[START SUPPLIED ENTRIES]

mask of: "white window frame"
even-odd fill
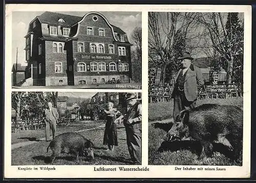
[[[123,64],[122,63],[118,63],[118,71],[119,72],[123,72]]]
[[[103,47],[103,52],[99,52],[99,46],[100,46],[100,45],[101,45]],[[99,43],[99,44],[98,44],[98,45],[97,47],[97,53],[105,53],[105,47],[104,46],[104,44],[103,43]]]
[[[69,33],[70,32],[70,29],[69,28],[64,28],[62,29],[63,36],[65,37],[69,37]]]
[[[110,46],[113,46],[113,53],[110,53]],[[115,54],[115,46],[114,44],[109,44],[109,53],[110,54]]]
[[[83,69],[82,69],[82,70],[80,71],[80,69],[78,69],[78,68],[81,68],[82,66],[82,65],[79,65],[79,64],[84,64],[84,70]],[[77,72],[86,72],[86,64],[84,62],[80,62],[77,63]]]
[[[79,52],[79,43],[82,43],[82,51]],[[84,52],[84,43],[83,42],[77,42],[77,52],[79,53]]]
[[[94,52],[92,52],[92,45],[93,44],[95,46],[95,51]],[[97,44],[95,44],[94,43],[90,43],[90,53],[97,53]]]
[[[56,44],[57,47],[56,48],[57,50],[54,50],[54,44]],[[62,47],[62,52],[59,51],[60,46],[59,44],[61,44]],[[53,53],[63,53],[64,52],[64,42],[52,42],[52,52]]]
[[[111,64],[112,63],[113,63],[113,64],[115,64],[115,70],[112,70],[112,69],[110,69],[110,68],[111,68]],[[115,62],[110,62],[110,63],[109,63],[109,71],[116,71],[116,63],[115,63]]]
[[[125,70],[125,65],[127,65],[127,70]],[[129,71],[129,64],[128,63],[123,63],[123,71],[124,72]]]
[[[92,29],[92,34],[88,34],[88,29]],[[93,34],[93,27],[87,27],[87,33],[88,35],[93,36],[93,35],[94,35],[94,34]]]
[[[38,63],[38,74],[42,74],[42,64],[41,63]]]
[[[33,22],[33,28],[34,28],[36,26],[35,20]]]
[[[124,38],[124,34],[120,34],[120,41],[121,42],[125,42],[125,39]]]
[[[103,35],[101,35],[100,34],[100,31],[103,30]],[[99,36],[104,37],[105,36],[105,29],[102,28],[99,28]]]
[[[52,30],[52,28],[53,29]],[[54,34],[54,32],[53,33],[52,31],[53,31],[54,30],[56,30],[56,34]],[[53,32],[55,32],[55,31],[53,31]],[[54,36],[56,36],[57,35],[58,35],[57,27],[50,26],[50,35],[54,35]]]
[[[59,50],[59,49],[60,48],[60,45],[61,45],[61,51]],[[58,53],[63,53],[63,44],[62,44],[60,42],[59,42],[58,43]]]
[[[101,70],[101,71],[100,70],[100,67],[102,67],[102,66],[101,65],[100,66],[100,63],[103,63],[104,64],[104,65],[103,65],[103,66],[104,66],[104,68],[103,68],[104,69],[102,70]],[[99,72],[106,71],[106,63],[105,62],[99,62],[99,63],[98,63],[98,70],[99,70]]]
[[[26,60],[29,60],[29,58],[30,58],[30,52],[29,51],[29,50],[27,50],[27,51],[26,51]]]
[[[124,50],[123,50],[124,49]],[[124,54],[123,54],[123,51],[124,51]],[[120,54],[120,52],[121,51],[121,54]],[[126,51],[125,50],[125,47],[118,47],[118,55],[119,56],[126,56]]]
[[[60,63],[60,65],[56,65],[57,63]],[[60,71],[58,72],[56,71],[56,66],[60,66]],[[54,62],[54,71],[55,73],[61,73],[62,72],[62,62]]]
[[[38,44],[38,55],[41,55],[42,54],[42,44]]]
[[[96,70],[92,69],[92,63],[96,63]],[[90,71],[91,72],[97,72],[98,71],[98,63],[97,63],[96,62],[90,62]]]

[END SUPPLIED ENTRIES]
[START SUPPLIED ENTRIES]

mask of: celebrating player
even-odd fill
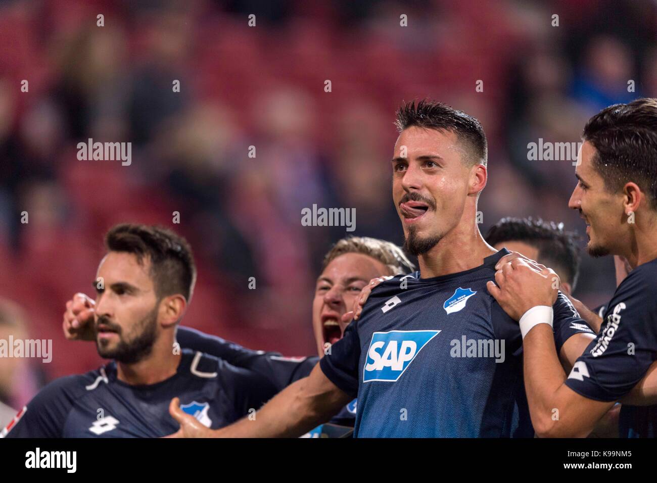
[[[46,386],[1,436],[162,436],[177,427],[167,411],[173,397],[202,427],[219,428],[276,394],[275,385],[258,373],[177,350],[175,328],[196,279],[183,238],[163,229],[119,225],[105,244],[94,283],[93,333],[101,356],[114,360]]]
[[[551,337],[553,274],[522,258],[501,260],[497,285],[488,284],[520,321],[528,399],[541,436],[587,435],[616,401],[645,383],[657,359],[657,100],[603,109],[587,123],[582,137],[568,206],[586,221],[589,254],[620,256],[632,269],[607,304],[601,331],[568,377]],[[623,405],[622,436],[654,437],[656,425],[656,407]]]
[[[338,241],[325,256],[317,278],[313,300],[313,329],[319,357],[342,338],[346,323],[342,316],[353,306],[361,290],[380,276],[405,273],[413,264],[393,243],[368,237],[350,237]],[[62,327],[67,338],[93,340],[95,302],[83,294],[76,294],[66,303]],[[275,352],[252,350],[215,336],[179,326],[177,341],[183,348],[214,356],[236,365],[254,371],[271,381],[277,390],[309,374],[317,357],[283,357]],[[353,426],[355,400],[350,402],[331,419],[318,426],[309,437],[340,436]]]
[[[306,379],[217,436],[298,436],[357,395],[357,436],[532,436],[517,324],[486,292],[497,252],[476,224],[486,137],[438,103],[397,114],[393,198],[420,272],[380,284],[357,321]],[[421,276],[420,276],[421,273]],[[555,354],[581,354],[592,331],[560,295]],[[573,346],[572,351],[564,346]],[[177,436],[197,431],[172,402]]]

[END SUPPLIED ENTRIES]

- [DESCRIPTION OF THE TASK]
Find each line in the records above that contains the word "mask", and copy those lines.

- [ANSWER FOR THE TASK]
mask of: "white window frame"
mask of: celebrating player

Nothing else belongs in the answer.